__PROBLEMS TO SOLVE__:
[1] Which two dairy ingredients does the horchata recipe description say are mixed into the strained drink?
[2] Resume the horchata recipe description after its final sentence.

__READING TEXT__:

· · ·

Horchata Recipe
User Reviews
4.8
Horchata Recipe
Description
This Horchata Recipe begins by rinsing white rice, then soaking it alongside blanched almonds and a cassia cinnamon stick in half the water for several hours, often overnight. After soaking, the mixture is blended with the remaining water to thoroughly combine and break down ingredients. The blended slurry is then carefully strained multiple times to achieve a smooth, grit-free drink. Dairy elements—whole milk and evaporated milk—are mixed in along with granulated sugar and vanilla extract for sweetness and creaminess.
The final drink has a milky texture with delicate almond and cinnamon notes balanced by subtle sweetness. Ground cinnamon sprinkled on top reinforces the spice profile on each serving. Served chilled over ice, horchata is revitalizing and commonly enjoyed as a complement to spicy or savory meals.

· · ·

__RECORDS SUPPLIED__:
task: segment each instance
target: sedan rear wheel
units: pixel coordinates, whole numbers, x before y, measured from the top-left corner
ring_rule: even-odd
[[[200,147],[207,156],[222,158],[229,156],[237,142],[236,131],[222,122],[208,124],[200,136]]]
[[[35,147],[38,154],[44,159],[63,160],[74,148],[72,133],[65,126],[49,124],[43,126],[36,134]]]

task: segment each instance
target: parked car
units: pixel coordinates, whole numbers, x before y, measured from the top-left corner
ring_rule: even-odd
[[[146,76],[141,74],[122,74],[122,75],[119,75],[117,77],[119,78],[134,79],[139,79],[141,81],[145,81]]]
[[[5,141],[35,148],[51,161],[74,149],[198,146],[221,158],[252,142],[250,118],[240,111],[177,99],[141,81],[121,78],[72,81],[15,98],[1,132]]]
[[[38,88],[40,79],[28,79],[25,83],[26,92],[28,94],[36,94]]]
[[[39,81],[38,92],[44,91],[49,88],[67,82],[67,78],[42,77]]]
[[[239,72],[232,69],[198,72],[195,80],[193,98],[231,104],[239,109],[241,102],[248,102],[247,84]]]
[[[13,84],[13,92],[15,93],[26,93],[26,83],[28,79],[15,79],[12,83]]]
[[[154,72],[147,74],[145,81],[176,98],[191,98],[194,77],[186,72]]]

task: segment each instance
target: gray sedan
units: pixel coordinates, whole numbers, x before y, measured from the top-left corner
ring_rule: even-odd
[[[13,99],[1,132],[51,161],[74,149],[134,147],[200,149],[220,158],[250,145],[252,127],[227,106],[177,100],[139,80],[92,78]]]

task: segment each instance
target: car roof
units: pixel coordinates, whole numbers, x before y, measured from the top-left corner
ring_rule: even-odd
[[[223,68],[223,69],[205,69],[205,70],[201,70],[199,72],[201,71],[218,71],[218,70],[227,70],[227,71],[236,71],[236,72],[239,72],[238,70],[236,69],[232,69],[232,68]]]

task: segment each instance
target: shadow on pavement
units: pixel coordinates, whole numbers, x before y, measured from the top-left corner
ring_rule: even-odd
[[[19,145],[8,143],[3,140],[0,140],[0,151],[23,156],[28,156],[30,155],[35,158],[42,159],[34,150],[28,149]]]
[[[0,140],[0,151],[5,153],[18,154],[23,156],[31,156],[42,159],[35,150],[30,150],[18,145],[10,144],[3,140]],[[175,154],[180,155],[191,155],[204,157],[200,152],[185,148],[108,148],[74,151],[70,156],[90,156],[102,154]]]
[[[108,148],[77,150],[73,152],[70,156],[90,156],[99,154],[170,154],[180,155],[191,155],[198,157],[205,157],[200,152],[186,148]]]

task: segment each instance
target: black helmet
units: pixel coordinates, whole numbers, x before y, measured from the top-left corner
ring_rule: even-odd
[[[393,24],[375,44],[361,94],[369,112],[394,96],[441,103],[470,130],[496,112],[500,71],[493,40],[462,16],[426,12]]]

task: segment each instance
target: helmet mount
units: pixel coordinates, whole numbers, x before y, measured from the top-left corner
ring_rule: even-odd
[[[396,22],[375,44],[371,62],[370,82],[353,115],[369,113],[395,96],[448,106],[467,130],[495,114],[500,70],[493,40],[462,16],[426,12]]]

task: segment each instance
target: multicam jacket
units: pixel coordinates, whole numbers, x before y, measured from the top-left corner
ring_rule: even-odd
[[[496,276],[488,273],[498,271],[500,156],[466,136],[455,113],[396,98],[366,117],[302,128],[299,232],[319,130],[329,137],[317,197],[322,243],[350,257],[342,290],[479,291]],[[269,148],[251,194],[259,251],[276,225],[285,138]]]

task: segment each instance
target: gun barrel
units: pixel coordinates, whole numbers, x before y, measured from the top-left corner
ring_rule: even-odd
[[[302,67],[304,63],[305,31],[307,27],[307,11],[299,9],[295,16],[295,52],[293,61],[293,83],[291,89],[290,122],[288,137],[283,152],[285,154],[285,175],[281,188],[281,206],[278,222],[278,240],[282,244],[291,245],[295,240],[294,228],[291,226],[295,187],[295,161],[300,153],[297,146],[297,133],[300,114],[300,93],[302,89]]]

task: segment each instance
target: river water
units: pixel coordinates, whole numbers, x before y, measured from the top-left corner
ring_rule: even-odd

· · ·

__ANSWER SET__:
[1] Whole milk and evaporated milk.

[2]
Substitutions include using dairy-free milk alternatives for vegan versions or omitting almonds for nut-free preferences. Sweetened condensed milk can replace granulated sugar to enhance creaminess and sweetness. Cinnamon sticks labeled as Ceylon or Mexican cinnamon bring a milder spice character compared to the harder Cassia variety, which should be removed before blending if used.
Ingredients
- 1 cup long grain white rice uncooked
- ½ cup almonds blanched, slivered
- 1 cassia cinnamon stick broken in half (also known as Ceylon cinnamon, Mexican
- 6 cups water divided
- 3 cups milk whole
- 12 ounces evaporated milk
- ½ - ¾ cup granulated sugar
- 1 teaspoon vanilla extract
- ground cinnamon for topping
Instructions
- Rinse the rice under running water until the water runs clear.
- Add the rinsed rice, almonds, cinnamon stick, and 3 cups of water to a large bowl or pitcher. Cover and let it sit in the refrigerator for at least 8 hours, up to 24 hours.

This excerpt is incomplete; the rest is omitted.